Work to complete: Extract every line of the items below that contains the string "dresser".

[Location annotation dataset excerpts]

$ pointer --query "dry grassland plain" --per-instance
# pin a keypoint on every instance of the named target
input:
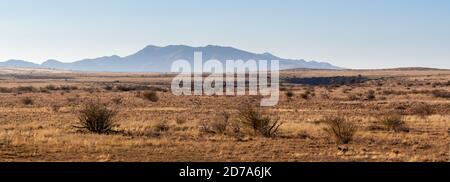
(39, 112)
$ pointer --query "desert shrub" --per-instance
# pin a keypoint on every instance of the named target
(441, 94)
(161, 127)
(51, 87)
(27, 101)
(117, 100)
(72, 99)
(25, 89)
(260, 124)
(352, 97)
(341, 130)
(5, 90)
(289, 94)
(370, 95)
(220, 125)
(68, 87)
(422, 109)
(393, 122)
(304, 96)
(108, 87)
(55, 108)
(236, 131)
(204, 127)
(151, 96)
(97, 118)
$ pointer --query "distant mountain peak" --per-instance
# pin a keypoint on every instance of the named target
(159, 59)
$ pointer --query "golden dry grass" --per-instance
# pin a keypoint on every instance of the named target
(43, 131)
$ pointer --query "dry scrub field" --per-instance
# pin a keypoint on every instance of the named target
(397, 115)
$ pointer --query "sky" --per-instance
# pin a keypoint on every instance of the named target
(346, 33)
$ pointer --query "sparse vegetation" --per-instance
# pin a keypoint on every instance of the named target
(218, 126)
(289, 94)
(341, 130)
(370, 95)
(161, 127)
(441, 94)
(151, 96)
(169, 129)
(97, 118)
(27, 101)
(394, 122)
(260, 124)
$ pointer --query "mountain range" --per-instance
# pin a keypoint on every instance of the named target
(159, 59)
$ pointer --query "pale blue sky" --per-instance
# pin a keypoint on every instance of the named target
(347, 33)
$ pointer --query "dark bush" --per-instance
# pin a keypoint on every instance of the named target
(341, 130)
(97, 118)
(151, 96)
(262, 125)
(394, 122)
(27, 101)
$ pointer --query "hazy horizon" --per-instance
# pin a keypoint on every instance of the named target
(350, 34)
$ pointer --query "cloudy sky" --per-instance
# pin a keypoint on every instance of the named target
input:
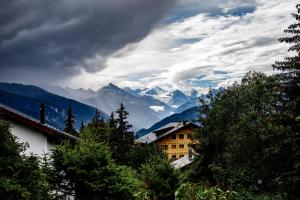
(140, 43)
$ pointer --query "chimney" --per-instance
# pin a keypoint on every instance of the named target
(42, 113)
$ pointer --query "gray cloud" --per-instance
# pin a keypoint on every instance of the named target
(54, 39)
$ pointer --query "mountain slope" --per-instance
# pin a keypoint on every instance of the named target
(142, 110)
(187, 115)
(27, 99)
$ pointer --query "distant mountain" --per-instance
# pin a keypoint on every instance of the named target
(27, 99)
(143, 110)
(187, 115)
(190, 104)
(76, 94)
(171, 98)
(178, 98)
(194, 94)
(196, 101)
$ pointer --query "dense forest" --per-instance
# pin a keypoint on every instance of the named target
(247, 148)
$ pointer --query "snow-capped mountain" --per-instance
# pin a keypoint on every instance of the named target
(27, 99)
(143, 110)
(172, 98)
(78, 94)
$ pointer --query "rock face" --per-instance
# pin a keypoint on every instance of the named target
(143, 110)
(27, 99)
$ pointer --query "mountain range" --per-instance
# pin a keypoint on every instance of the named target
(149, 108)
(145, 106)
(27, 99)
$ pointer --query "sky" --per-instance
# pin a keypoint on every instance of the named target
(180, 44)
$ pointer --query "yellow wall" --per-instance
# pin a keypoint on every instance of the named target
(168, 141)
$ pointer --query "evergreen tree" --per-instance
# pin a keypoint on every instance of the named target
(290, 78)
(86, 171)
(69, 122)
(244, 142)
(160, 177)
(100, 128)
(290, 67)
(20, 176)
(112, 122)
(122, 138)
(82, 126)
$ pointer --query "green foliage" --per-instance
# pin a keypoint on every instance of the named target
(20, 176)
(160, 178)
(140, 153)
(69, 123)
(190, 191)
(121, 138)
(244, 142)
(86, 171)
(290, 67)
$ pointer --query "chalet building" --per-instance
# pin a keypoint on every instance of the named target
(39, 136)
(174, 139)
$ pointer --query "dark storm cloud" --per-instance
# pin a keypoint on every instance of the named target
(47, 37)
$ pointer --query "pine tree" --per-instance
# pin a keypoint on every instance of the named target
(124, 126)
(112, 122)
(69, 122)
(82, 126)
(290, 67)
(121, 138)
(290, 78)
(20, 176)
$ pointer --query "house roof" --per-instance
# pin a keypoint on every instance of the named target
(164, 131)
(182, 162)
(12, 114)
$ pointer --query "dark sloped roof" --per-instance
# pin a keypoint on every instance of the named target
(164, 131)
(12, 114)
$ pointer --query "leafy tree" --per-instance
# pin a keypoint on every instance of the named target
(69, 123)
(290, 79)
(160, 178)
(290, 67)
(88, 172)
(140, 153)
(122, 138)
(243, 141)
(20, 176)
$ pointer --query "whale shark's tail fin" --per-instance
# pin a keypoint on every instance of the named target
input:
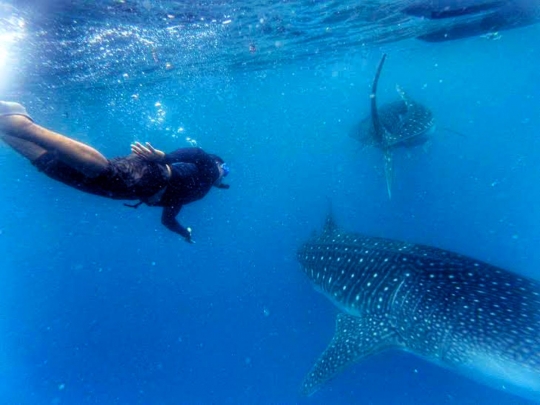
(377, 126)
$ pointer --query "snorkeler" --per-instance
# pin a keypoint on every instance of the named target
(149, 175)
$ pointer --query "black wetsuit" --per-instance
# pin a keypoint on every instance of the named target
(193, 172)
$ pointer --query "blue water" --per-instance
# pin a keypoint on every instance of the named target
(100, 304)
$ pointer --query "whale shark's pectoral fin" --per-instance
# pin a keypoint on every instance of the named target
(389, 170)
(354, 340)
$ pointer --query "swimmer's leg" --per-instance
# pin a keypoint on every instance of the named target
(15, 123)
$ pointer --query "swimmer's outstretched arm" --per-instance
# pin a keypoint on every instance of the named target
(168, 218)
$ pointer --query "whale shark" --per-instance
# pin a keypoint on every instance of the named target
(457, 19)
(450, 309)
(401, 123)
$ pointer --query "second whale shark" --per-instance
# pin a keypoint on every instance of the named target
(450, 309)
(401, 123)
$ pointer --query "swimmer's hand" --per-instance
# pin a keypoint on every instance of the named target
(147, 152)
(188, 237)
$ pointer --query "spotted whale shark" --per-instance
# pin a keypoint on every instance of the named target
(452, 310)
(401, 123)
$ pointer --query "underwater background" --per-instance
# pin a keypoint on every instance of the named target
(100, 304)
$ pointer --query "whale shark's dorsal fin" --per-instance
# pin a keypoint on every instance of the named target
(404, 96)
(329, 225)
(354, 339)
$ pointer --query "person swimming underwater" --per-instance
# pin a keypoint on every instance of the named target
(158, 179)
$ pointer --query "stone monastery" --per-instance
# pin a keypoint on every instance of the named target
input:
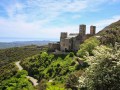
(72, 41)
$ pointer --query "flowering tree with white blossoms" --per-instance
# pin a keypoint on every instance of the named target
(103, 72)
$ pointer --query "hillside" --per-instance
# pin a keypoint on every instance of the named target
(10, 55)
(110, 34)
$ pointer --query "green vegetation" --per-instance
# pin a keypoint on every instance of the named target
(88, 46)
(8, 56)
(17, 82)
(110, 34)
(96, 66)
(104, 70)
(17, 53)
(7, 71)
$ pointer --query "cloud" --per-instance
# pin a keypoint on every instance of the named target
(102, 23)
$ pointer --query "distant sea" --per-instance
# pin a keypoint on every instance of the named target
(25, 39)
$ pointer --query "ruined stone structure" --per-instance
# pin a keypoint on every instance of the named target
(72, 41)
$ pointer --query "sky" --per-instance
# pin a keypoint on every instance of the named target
(45, 19)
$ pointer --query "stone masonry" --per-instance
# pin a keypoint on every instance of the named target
(72, 41)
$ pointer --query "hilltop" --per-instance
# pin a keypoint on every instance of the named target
(110, 34)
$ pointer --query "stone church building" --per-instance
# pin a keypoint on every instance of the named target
(72, 41)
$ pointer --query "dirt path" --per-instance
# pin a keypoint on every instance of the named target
(33, 80)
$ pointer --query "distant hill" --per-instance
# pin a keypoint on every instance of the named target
(22, 43)
(110, 34)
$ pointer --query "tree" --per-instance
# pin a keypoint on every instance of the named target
(103, 72)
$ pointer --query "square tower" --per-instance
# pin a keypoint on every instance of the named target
(92, 30)
(82, 29)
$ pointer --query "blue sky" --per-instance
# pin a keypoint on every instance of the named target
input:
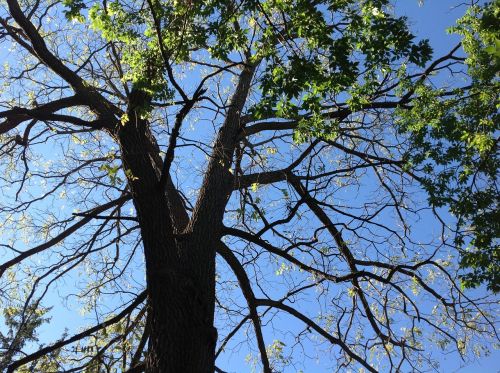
(429, 21)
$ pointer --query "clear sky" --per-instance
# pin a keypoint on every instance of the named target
(428, 21)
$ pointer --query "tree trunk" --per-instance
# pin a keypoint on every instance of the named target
(181, 283)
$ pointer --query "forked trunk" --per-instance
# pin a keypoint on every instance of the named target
(180, 281)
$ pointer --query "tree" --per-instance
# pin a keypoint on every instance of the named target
(291, 165)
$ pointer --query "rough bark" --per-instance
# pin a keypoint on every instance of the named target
(182, 336)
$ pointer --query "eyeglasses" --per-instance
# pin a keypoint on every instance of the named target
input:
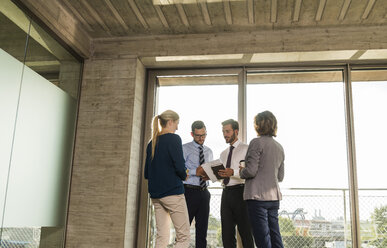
(200, 135)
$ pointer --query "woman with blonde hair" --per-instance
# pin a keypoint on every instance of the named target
(264, 169)
(165, 170)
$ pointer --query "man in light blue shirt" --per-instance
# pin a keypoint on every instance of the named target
(196, 194)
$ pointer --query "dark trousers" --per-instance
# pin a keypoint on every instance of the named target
(198, 204)
(264, 221)
(233, 212)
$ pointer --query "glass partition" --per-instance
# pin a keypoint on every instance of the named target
(39, 83)
(369, 93)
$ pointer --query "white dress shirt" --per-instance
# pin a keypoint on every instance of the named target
(238, 154)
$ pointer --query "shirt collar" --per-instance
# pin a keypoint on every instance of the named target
(236, 144)
(197, 145)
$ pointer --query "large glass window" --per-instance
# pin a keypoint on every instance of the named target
(39, 82)
(212, 99)
(369, 89)
(309, 107)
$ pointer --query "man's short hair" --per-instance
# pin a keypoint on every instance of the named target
(265, 123)
(197, 125)
(234, 124)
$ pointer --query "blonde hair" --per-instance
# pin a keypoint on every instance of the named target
(163, 119)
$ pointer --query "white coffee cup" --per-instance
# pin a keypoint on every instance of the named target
(242, 163)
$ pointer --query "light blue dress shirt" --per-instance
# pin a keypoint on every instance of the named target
(191, 156)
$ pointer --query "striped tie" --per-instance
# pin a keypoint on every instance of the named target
(203, 183)
(228, 165)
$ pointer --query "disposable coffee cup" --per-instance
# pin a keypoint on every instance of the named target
(242, 163)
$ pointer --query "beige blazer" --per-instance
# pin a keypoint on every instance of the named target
(264, 169)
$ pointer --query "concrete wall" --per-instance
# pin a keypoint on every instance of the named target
(107, 163)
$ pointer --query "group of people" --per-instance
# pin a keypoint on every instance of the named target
(177, 183)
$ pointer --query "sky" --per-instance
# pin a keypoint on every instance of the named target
(311, 128)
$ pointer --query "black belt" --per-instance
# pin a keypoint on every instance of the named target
(190, 186)
(237, 186)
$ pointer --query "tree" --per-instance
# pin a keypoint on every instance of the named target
(290, 237)
(379, 217)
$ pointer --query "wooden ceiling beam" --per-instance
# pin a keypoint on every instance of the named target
(297, 10)
(182, 14)
(206, 15)
(117, 15)
(161, 16)
(96, 16)
(227, 11)
(250, 11)
(368, 9)
(320, 10)
(273, 12)
(344, 9)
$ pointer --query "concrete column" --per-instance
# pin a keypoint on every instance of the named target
(107, 161)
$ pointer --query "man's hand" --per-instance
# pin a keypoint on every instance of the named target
(241, 168)
(228, 172)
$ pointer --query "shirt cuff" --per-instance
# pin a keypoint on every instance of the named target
(236, 173)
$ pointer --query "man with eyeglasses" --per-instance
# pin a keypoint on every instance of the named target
(233, 209)
(196, 194)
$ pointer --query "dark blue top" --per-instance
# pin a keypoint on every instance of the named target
(167, 169)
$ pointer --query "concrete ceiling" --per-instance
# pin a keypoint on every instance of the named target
(301, 30)
(122, 18)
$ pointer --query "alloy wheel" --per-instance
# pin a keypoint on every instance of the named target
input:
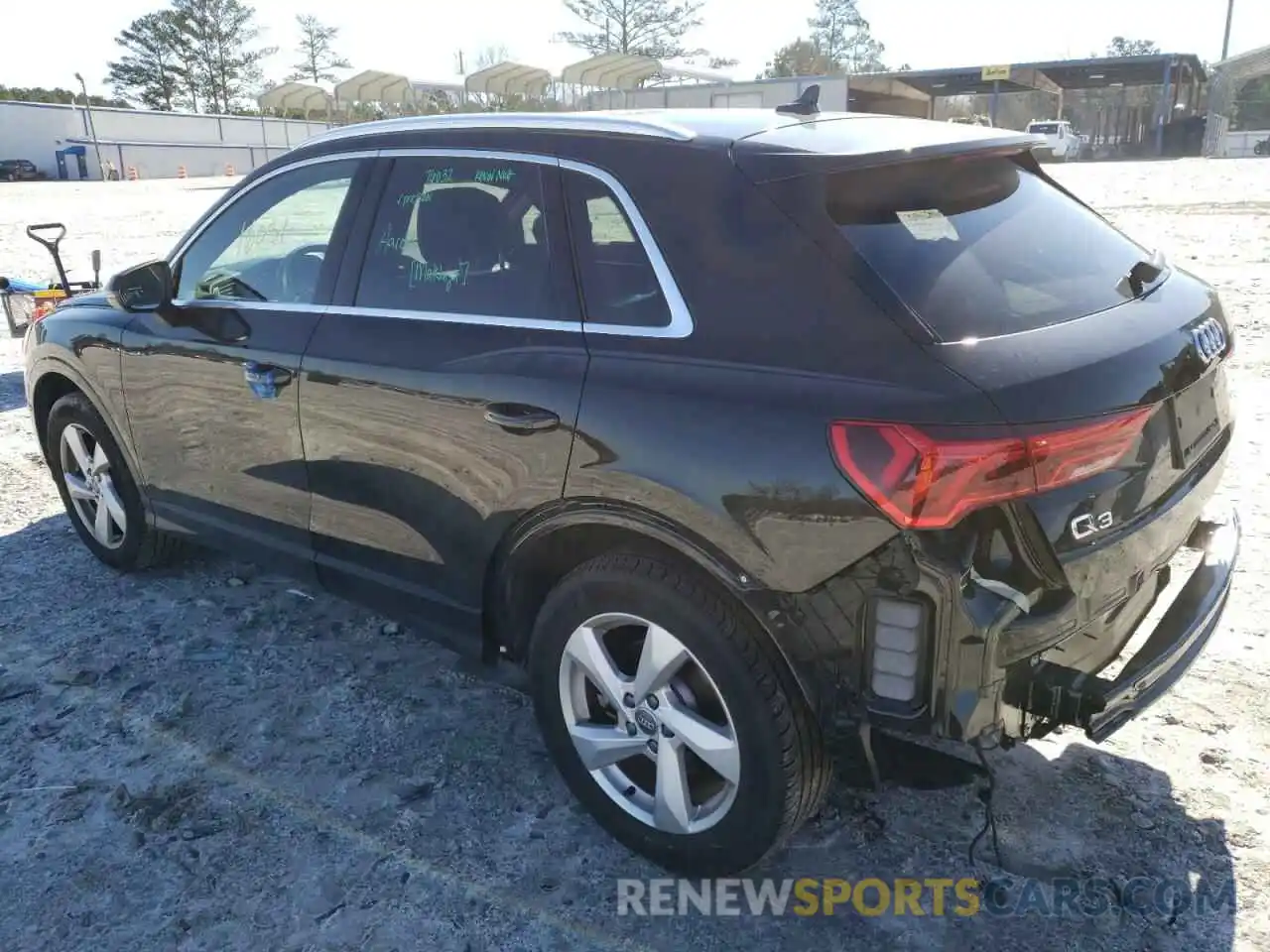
(649, 724)
(86, 474)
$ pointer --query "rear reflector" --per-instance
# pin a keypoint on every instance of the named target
(897, 640)
(930, 483)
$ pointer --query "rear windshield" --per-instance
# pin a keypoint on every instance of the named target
(980, 248)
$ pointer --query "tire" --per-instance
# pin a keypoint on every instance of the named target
(134, 546)
(733, 675)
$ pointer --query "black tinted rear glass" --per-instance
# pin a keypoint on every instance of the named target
(982, 246)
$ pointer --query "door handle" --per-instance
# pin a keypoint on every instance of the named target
(521, 417)
(266, 380)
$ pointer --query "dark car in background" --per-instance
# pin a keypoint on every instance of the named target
(729, 425)
(19, 171)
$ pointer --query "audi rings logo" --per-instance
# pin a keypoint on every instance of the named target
(1209, 339)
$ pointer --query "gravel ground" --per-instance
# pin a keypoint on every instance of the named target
(209, 758)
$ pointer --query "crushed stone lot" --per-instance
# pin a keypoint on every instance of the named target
(211, 758)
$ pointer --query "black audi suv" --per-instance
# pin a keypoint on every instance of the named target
(728, 425)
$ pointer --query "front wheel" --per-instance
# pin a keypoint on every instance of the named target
(672, 719)
(98, 490)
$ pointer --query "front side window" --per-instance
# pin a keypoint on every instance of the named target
(270, 244)
(619, 285)
(460, 235)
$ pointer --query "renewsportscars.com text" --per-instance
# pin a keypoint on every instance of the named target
(930, 896)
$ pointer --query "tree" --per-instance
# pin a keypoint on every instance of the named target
(843, 37)
(652, 28)
(151, 68)
(1119, 46)
(799, 59)
(318, 60)
(220, 33)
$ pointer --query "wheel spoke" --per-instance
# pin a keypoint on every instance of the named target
(587, 651)
(715, 746)
(73, 439)
(113, 506)
(76, 486)
(102, 525)
(659, 660)
(601, 746)
(672, 803)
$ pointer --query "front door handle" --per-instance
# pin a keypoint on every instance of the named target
(521, 417)
(266, 380)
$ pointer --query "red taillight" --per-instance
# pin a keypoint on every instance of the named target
(928, 483)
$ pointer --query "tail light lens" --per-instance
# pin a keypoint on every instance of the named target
(922, 481)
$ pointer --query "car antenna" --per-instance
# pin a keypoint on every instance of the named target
(807, 104)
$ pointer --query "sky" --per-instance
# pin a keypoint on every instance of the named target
(421, 41)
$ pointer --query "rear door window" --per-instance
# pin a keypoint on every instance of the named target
(980, 248)
(461, 236)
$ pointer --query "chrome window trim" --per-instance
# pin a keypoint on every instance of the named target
(566, 122)
(681, 318)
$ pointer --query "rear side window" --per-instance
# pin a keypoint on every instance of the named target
(619, 285)
(458, 235)
(980, 248)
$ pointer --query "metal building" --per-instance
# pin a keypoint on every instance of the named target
(1229, 76)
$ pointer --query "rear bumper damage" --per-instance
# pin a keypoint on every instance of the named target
(1101, 706)
(966, 684)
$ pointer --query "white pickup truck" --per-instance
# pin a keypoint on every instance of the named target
(1062, 143)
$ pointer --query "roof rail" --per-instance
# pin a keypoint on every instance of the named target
(644, 125)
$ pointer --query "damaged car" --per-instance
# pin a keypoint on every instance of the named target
(728, 425)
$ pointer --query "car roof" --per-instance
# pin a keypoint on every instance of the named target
(725, 127)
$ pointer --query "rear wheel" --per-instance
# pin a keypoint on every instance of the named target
(672, 719)
(98, 489)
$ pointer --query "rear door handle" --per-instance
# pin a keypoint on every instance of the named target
(266, 380)
(521, 417)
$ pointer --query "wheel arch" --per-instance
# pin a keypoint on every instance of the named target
(549, 542)
(54, 380)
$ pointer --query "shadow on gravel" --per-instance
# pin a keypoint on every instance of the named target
(13, 394)
(221, 748)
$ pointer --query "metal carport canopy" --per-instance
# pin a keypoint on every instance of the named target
(375, 86)
(509, 77)
(296, 95)
(612, 71)
(1245, 66)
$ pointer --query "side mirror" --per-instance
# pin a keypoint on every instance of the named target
(146, 287)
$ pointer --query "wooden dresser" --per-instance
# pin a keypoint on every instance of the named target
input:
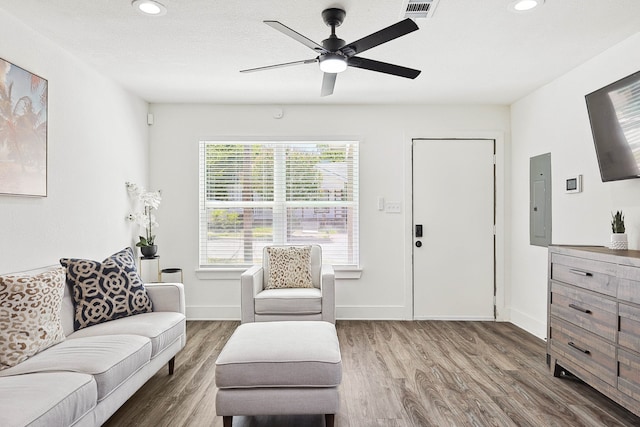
(593, 323)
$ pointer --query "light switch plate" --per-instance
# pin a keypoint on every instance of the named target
(393, 207)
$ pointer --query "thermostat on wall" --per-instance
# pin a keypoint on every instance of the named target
(573, 184)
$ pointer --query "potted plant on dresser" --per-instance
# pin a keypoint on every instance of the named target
(618, 236)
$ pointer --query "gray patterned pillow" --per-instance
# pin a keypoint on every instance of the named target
(29, 314)
(106, 290)
(289, 267)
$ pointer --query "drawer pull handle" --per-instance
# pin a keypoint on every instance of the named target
(581, 273)
(576, 307)
(571, 344)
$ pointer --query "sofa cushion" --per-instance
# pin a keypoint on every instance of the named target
(162, 328)
(29, 314)
(289, 301)
(46, 399)
(110, 359)
(280, 354)
(106, 290)
(289, 267)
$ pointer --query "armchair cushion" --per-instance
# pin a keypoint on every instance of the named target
(289, 301)
(289, 267)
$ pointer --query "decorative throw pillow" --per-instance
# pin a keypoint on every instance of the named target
(289, 267)
(29, 314)
(106, 290)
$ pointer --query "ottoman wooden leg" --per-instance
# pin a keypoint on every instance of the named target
(329, 419)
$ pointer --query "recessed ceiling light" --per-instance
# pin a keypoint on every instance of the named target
(524, 5)
(149, 7)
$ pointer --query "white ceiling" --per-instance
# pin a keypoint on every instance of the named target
(470, 51)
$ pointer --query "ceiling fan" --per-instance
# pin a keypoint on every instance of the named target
(335, 55)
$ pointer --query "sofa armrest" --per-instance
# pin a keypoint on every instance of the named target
(328, 287)
(251, 282)
(166, 296)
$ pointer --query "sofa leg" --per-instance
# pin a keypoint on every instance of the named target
(172, 364)
(329, 419)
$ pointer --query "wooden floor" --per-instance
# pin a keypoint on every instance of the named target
(421, 373)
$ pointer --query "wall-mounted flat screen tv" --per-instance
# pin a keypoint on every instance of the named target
(614, 113)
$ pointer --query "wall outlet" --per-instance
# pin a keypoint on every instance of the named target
(393, 207)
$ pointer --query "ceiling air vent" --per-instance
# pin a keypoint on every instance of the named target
(420, 8)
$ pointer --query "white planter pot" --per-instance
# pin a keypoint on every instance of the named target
(619, 241)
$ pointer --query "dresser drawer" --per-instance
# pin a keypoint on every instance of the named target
(590, 311)
(629, 327)
(597, 276)
(629, 284)
(585, 349)
(629, 373)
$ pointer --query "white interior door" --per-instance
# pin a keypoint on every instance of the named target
(453, 200)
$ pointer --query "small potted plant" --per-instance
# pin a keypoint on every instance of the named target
(618, 236)
(149, 200)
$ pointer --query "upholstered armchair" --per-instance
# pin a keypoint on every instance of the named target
(291, 284)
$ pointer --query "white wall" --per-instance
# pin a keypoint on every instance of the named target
(97, 140)
(554, 119)
(383, 291)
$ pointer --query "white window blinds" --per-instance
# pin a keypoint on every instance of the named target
(254, 194)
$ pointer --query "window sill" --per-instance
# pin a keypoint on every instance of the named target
(222, 273)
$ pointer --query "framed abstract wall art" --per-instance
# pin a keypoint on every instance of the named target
(23, 132)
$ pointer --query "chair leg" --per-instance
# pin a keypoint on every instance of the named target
(172, 364)
(329, 419)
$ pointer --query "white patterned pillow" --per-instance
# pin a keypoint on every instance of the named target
(106, 290)
(29, 314)
(289, 267)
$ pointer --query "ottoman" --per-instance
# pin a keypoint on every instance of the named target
(273, 368)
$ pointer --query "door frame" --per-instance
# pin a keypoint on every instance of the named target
(502, 296)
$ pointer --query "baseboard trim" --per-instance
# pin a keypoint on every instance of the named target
(529, 324)
(457, 318)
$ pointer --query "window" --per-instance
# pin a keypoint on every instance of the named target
(259, 193)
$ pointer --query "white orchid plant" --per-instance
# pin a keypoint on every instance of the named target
(148, 200)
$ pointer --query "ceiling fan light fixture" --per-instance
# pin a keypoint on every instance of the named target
(333, 63)
(149, 7)
(525, 5)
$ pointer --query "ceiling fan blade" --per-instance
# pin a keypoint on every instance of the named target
(286, 64)
(394, 31)
(296, 36)
(382, 67)
(328, 83)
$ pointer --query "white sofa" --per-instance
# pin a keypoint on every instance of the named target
(84, 379)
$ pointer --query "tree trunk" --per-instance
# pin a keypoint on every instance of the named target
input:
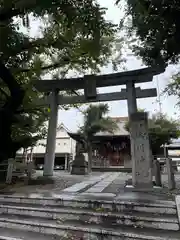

Solution for this problem:
$ pointer --query "wooden dresser" --per-instance
$ pointer --query "potted plant on dresser" --per-instance
$ pointer --query "dresser drawer" --per-instance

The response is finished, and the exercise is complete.